» WORK TO COMPLETE
Print all of the data exactly.

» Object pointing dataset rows
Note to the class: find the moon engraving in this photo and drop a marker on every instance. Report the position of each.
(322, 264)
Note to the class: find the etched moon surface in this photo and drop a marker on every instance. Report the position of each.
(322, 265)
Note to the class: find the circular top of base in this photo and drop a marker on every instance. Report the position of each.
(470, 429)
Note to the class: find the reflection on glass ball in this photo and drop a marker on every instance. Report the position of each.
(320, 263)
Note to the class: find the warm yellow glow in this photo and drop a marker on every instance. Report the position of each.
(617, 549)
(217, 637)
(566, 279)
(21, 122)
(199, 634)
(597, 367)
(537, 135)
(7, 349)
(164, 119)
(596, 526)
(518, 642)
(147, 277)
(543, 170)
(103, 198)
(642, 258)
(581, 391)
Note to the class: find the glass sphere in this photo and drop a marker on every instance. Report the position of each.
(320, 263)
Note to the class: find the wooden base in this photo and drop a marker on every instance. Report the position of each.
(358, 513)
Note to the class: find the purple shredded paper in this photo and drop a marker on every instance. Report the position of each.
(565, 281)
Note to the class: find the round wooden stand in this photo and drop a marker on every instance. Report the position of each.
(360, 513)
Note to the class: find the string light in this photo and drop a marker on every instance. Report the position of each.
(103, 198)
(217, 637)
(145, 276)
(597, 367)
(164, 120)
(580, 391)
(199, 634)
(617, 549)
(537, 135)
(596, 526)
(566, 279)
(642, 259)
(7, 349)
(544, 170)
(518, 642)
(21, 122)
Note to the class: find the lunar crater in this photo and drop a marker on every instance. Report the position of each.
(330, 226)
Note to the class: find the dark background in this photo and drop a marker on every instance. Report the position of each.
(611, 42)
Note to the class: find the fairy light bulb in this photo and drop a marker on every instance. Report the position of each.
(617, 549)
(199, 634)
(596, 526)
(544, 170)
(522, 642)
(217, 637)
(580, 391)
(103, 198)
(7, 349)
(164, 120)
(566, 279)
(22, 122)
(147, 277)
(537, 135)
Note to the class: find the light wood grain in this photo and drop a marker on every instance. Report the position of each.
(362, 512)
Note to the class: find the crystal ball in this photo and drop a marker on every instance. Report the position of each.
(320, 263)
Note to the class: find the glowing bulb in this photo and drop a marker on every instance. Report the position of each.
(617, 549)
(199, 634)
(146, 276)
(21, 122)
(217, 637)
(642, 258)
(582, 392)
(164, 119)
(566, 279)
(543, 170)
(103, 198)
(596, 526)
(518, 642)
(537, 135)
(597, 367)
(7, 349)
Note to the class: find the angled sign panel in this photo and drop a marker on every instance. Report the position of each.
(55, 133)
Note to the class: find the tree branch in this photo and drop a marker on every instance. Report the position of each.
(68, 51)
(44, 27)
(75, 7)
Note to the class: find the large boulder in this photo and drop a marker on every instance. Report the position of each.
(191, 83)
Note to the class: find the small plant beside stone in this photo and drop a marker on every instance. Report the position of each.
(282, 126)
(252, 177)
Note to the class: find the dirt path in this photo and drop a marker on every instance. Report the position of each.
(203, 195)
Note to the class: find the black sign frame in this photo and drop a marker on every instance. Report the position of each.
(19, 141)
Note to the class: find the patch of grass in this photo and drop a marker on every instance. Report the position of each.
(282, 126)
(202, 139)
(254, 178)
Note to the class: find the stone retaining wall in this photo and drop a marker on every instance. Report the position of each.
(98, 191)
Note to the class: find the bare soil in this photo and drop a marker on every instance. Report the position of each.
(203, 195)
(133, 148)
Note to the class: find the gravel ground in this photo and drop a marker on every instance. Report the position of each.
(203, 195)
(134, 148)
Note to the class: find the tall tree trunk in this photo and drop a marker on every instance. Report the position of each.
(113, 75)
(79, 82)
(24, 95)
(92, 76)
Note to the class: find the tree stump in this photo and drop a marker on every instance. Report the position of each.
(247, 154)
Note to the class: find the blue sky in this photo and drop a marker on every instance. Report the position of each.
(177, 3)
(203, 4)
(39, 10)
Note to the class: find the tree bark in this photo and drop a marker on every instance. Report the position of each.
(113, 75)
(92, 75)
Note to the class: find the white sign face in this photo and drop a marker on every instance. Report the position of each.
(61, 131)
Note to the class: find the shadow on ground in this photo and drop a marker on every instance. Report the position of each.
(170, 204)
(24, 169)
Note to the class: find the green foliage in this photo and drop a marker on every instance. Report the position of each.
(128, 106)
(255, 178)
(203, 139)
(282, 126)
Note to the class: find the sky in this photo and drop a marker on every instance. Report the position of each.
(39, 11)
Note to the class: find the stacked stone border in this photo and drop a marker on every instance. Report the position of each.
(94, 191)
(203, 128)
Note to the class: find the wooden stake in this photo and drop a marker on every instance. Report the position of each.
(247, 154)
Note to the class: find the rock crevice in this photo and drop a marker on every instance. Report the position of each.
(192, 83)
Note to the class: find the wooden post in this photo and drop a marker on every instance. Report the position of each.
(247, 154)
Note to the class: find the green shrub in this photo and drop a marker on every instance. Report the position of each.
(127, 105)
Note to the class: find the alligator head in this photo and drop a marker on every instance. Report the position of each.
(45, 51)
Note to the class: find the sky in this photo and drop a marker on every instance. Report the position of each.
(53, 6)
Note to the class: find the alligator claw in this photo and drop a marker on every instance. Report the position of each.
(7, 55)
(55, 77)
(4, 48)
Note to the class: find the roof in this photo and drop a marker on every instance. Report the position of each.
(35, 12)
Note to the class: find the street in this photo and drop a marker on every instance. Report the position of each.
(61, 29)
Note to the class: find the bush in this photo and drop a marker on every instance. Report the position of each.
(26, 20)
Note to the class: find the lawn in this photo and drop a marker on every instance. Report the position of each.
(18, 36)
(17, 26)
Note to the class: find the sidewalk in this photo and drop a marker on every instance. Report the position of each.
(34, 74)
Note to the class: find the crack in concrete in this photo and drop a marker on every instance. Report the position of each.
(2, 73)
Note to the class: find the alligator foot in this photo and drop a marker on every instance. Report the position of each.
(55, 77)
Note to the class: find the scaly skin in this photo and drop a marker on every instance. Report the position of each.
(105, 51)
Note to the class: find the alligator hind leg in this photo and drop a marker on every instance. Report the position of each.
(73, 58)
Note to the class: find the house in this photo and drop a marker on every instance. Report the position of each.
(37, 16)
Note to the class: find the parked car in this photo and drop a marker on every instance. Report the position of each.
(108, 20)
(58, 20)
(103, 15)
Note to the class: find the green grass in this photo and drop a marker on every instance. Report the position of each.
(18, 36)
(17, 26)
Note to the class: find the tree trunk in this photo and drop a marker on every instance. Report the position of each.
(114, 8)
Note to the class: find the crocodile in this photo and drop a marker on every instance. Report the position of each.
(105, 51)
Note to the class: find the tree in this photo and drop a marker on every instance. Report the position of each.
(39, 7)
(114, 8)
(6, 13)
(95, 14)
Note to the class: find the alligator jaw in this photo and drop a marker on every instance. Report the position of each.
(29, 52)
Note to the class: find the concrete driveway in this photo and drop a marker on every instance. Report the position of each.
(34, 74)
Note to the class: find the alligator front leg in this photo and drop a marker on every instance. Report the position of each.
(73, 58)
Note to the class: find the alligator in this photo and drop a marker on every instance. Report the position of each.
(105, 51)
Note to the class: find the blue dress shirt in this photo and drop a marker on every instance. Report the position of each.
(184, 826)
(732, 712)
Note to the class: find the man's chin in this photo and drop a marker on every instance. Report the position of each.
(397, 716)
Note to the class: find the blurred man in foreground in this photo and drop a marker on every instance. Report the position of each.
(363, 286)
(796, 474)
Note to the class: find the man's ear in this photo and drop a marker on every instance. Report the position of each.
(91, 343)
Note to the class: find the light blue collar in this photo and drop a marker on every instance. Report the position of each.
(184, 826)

» RESPONSE
Note to the class: find the moon engraving in this photo and drop a marker on every instance. Report the position of each.
(322, 264)
Note to the class: find the etched moon surface in this photo and drop a marker on every instance. Report the position of each.
(322, 265)
Note to the class: find the circular top of base in this photo and drop a marker on every instance. Report the position of each.
(470, 429)
Note to the class: find the reflection on glass ball in this photo and drop a marker on every instance. Report the position of each.
(320, 263)
Note to the class: find the warm yellow glow in this photo and drop a marker on every instance. Report the position of each.
(617, 549)
(217, 637)
(566, 279)
(21, 122)
(199, 634)
(597, 367)
(537, 135)
(7, 349)
(164, 119)
(596, 526)
(518, 642)
(147, 277)
(543, 170)
(103, 198)
(642, 258)
(581, 391)
Note to the class: find the glass sphere in this photo and drop a marker on every instance. Report the position of each.
(320, 263)
Note to the class: find the wooden base in this photo and drop a marker on every instance. Report the position of each.
(358, 513)
Note to the class: find the purple shredded paper in this photo and drop a marker on every instance. Report the position of each.
(565, 281)
Note to the class: find the round wooden stand in this photo and drop a marker on every instance. Report the position of each.
(360, 513)
Note to the class: find the string light in this photo and drop a marker on every instance. Report the position of each.
(103, 198)
(217, 637)
(145, 276)
(597, 367)
(164, 120)
(580, 391)
(199, 634)
(617, 549)
(537, 135)
(596, 526)
(566, 279)
(642, 259)
(7, 349)
(544, 170)
(518, 642)
(21, 122)
Note to the class: find the lunar crater in this photo and drop a marker on every instance. Report the position of each.
(330, 226)
Note to the class: find the dark background in this photo and drop a marker on every instance. Report the position of each.
(611, 42)
Note to the class: find the fairy light bulb in this photo and drop a marker on every instance. Report the position of each.
(617, 549)
(199, 634)
(596, 526)
(544, 170)
(522, 642)
(217, 637)
(580, 391)
(103, 198)
(7, 349)
(164, 120)
(566, 279)
(22, 122)
(147, 277)
(537, 135)
Note to the class: find the light wood grain in this photo and drop a marker on every instance. Report the position of each.
(362, 512)
Note to the class: find the crystal ball in this photo and drop a marker on every instance. Report the position of each.
(320, 263)
Note to the class: find the glowing bulb in this photo and drop a marker on every instance. Report the position of each.
(617, 549)
(199, 634)
(146, 276)
(21, 122)
(217, 637)
(642, 258)
(582, 392)
(164, 119)
(566, 279)
(543, 170)
(103, 198)
(596, 526)
(518, 642)
(537, 135)
(597, 367)
(7, 349)
Note to the class: find the angled sign panel in this photo and drop a marker on every instance. Report the position of each.
(55, 133)
Note to the class: find the tree branch in this photo and drop a marker on every instance. Report the position of each.
(68, 51)
(44, 27)
(75, 7)
Note to the class: find the large boulder in this photo and drop a marker on every instance. Report the position of each.
(191, 83)
Note to the class: find the small plant beside stone in this photo and drop a marker on every instance. Report the position of each.
(282, 126)
(252, 177)
Note to the class: find the dirt path in this photo and drop a marker on every instance. Report the position of each.
(203, 195)
Note to the class: find the black sign frame in this photo and drop a marker on every instance. Report the position of each.
(19, 141)
Note to the class: find the patch of grass in this photo and drop a marker on every instance. Report the position of each.
(282, 126)
(202, 139)
(254, 178)
Note to the class: find the stone retaining wall in this photo and drop a marker on every instance. Report the position of each.
(98, 191)
Note to the class: find the bare soil in this photo and drop a marker on every instance. Report the position of each.
(203, 195)
(133, 148)
Note to the class: find the gravel ground in this photo and drop a marker on every instance. Report the position of each.
(203, 195)
(134, 148)
Note to the class: find the tall tree trunk in this photo and drop a marker on every instance. Report the position of each.
(113, 75)
(79, 82)
(24, 95)
(92, 76)
Note to the class: find the tree stump in this photo and drop a marker on every instance. Report the position of each.
(247, 154)
Note to the class: find the blue sky in this photo and drop a marker on every instance. Report the position of each.
(177, 3)
(203, 4)
(39, 10)
Note to the class: find the tree bark in this photo and drop a marker on every instance. Report the position of each.
(113, 75)
(92, 75)
Note to the class: find the white sign face in this photo and drop a marker on every instance. Report the position of each.
(61, 131)
Note to the class: find the shadow on ground in this photo and drop a marker on every instance. Report the position of each.
(170, 204)
(24, 169)
Note to the class: find the green foliage in this photo and drop a marker on every instance. Report the position of each.
(128, 106)
(255, 178)
(203, 139)
(282, 126)
Note to the class: find the sky in this photo and drop a marker on every instance. Report the position of each.
(39, 11)
Note to the class: find the stacked stone border in this photo and drop a marker on every instance. Report the position of each.
(94, 191)
(203, 128)
Note to the class: find the wooden stake in this photo and drop a marker on every instance. Report the position of each.
(247, 154)
Note to the class: find the rock crevice in this photo and drop a marker on every instance. Report the position of each.
(192, 83)
Note to the class: find the wooden post in this photo and drop a marker on every instance. Report the position of each.
(247, 154)
Note to the class: find the green shrub in this photo and drop a marker on every instance. Report the position of each.
(127, 105)
Note to the class: find the alligator head in this photo and drop a marker on every instance. Report the position of each.
(45, 51)
Note to the class: find the sky in this photo and drop a marker on every instance. Report the position of each.
(53, 6)
Note to the class: find the alligator claw in this photo and drop a marker on every instance. Report the position of each.
(7, 55)
(55, 77)
(4, 48)
Note to the class: find the roof in this photo and drop a marker on every instance. Report the position of each.
(35, 12)
Note to the class: find the street in this photo and drop a marker on every instance. Report the position of each.
(61, 29)
Note to the class: find the bush in this photo and drop a marker on every instance. Report the position of each.
(26, 20)
Note to the class: find the lawn in this photo and drop a marker on every instance. Report the position of each.
(18, 36)
(17, 26)
Note to the class: find the sidewalk in this photo and drop a marker on every instance. Report the position of each.
(34, 74)
Note to the class: find the crack in concrete in this photo and drop a marker on every instance. Report the position of each.
(2, 73)
Note to the class: find the alligator foot in this photo and drop a marker on every instance. Report the position of each.
(55, 77)
Note to the class: find the scaly skin in this photo and drop a marker on every instance. Report the position of each.
(105, 51)
Note to the class: find the alligator hind leg in this photo and drop a marker on every instance. Report the position of each.
(73, 58)
Note to the class: find the house in this photo and drop a marker on every instance. Report the position of each.
(37, 16)
Note to the class: find the parked car in this photo and drop a marker on every instance. Report the position of each.
(108, 20)
(58, 20)
(103, 15)
Note to the class: find the green grass in this photo and drop a marker on every instance. Report the position of each.
(18, 36)
(17, 26)
Note to the class: find the tree trunk in this photo and drop a marker on every instance. Report the position of each.
(114, 8)
Note to the class: find the crocodile in this photo and drop a marker on every instance. Report the position of each.
(105, 51)
Note to the class: find the tree in this photo and drop a marker on every instance. Report the position of each.
(39, 7)
(114, 8)
(6, 13)
(95, 14)
Note to the class: find the alligator jaw in this photo and drop a marker on every instance. Report the position of each.
(29, 52)
Note to the class: find the concrete driveway in this photo and drop a marker on every instance. Report the position of each.
(34, 74)
Note to the class: find the alligator front leg in this photo and drop a marker on every instance. Report the position of each.
(73, 58)
Note to the class: find the alligator in this photo and drop a marker on every instance. Report the position of each.
(105, 51)
Note to the class: find the blue dress shirt in this photo and drop a marker on every instance. Report the position of each.
(184, 826)
(732, 712)
Note to the class: find the man's chin in this photo and drop a marker on every instance. Report the position of each.
(397, 716)
Note to the class: find the blurred man in foreground in this photo and drop a marker on every instance. Report the position of each.
(363, 286)
(796, 474)
Note to the class: find the man's ear in this photo and drop a marker on every instance. Report the position of each.
(91, 343)
Note to the class: find the light blue collar in this photo and drop a marker on every instance. Report the position of each.
(184, 826)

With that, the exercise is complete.